# Questões do material
1) No texto sobre a economia da atenção, quais governos lançaram um grande esforço de resgate quando a perda de contato com o Titan se tornou de conhecimento público?
2) Por favor, traduza para o inglês esta frase do texto sobre a economia da atenção: "Não houve nenhum esforço de resgate para o barco de migrantes que virou."
3) Dê continuidade ao texto sobre a economia da atenção, escrevendo o trecho seguinte a partir da última frase apresentada.

Temos um amplo vocabulário para descrever a categoria de coisas que achamos
emocionantes, mas moralmente duvidosas: “sensacionalistas”, “mórbidas”, etc.
Esta categoria é responsável por uma grande parcela da economia da atenção. O
macabro é o que geralmente ocupa os noticiários noturnos; Estas são as
histórias que hoje chamamos de “clickbait” e que costumávamos chamar de
“jornalismo amarelo”.
Direcionar o fluxo
de atenção do seu público tem consequências. Voltando às duas catástrofes
marítimas, quando a perda de contato com o Titan se tornou de
conhecimento público, os governos
dos EUA, Canadá e França lançaram um grande esforço de
resgate. É difícil fazer uma estimativa confiável de quanto dinheiro eles
gastaram, mas certamente foi na casa dos milhões de dólares. Esses são
compromissos materiais reais que são o resultado direto dos imperativos do
cuidado. Não houve nenhum esforço de resgate para o barco de migrantes que
virou. É apenas um exemplo, mas serve como alegoria. Em quase todas as áreas da
política, desde o menor município local até o governo federal, o dinheiro vai
para onde a atenção é direcionada, e o custo real de uma vida depende em grande
parte de quão evidente foi a morte.

# Dados em análise
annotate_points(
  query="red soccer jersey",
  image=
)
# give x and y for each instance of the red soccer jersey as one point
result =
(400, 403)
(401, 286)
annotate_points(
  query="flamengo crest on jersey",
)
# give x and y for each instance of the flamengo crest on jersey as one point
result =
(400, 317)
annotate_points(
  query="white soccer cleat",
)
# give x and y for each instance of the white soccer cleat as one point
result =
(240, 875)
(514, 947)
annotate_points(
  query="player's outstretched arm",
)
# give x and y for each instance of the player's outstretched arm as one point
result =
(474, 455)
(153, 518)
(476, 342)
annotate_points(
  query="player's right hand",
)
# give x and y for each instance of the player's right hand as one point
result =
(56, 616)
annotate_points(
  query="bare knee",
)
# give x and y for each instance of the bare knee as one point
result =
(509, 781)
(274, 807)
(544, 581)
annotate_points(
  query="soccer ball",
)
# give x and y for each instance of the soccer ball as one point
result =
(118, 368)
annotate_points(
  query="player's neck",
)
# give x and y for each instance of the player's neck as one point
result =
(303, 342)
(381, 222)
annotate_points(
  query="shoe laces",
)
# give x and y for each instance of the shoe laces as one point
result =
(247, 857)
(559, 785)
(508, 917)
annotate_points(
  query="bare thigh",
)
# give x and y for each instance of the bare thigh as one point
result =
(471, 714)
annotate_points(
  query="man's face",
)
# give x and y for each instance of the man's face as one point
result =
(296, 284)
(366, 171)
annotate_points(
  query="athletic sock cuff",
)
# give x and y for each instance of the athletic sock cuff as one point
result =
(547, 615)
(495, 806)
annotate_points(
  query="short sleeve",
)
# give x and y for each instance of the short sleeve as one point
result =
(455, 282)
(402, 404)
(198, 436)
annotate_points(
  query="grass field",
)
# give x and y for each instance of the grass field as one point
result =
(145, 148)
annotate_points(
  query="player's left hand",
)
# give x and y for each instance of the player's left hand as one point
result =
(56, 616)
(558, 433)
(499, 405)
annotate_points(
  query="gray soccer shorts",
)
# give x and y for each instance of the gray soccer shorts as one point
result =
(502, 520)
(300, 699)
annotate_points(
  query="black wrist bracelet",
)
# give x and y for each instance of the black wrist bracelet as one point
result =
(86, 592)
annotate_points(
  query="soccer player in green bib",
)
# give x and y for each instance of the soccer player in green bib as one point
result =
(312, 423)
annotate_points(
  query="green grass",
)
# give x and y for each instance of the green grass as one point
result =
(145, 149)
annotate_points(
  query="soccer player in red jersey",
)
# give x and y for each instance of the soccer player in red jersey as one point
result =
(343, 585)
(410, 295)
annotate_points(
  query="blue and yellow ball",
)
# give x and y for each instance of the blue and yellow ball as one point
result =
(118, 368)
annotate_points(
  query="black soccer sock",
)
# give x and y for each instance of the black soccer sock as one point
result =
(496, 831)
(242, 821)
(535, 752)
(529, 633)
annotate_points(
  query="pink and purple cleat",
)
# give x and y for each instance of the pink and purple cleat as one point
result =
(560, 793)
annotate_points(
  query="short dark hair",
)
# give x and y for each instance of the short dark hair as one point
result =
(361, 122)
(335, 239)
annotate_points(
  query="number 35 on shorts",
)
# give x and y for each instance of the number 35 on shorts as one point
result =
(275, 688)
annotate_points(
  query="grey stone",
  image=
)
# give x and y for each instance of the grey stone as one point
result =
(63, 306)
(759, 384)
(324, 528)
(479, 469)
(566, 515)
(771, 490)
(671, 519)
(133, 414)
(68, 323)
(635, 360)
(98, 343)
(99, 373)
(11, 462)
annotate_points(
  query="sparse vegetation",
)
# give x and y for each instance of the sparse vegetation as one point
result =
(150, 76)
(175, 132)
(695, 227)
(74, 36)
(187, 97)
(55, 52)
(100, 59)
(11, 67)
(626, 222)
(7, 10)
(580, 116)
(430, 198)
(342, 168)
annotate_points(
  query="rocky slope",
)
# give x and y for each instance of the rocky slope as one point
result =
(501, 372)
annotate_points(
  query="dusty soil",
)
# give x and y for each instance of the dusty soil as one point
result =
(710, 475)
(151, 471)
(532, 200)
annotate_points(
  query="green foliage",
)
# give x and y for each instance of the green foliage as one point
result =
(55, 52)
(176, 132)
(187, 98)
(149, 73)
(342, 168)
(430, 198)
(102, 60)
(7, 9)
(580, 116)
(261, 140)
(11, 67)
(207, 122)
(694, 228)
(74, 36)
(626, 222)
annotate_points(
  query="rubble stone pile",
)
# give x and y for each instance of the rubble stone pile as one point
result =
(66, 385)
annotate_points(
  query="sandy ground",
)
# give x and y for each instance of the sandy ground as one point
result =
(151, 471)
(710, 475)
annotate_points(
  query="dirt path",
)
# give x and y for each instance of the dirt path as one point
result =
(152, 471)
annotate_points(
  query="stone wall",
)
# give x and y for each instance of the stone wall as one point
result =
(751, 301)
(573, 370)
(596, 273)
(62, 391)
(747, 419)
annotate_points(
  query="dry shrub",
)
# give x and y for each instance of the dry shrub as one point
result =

# Lista de respostas
1) Os governos dos EUA, do Canadá e da França.

2) There was no rescue effort for the migrant boat that capsized.

3)
·
As
alterações climáticas como sintoma
Não há área onde a
questão do cuidado se torna mais óbvia e urgente do que na das mudanças
climáticas. De acordo com nossas melhores estimativas, provavelmente estamos
vivenciando as temperaturas mais altas da Terra em 150.000 anos. Os efeitos das
mudanças climáticas são visíveis, às vezes de forma dramática, mas as mudanças
climáticas em si – o acúmulo lento, constante e invisível de gases de efeito
estufa na atmosfera – são imperceptíveis às faculdades humanas. É quase o
oposto de uma sereia. Ela distrai nossa atenção em vez de atraí-la. Nenhum dos
nossos cinco sentidos consegue detectá-lo. É impressionante que quando o
cineasta Adam McKay quis fazer um sucesso de bilheteria
de Hollywood sobre as mudanças climáticas, que precisava prender a
atenção dos espectadores por mais de duas horas, ele optou por uma alegoria
sobre um cometa que está se aproximando da Terra para destruir o
planeta e extinguir toda a vida humana. Um dos momentos mais dramáticos
de Don't Look Up é o
aparecimento do cometa no céu. As pessoas percebem, o trânsito para e
motoristas e passageiros saem dos carros para assistir com espanto e terror.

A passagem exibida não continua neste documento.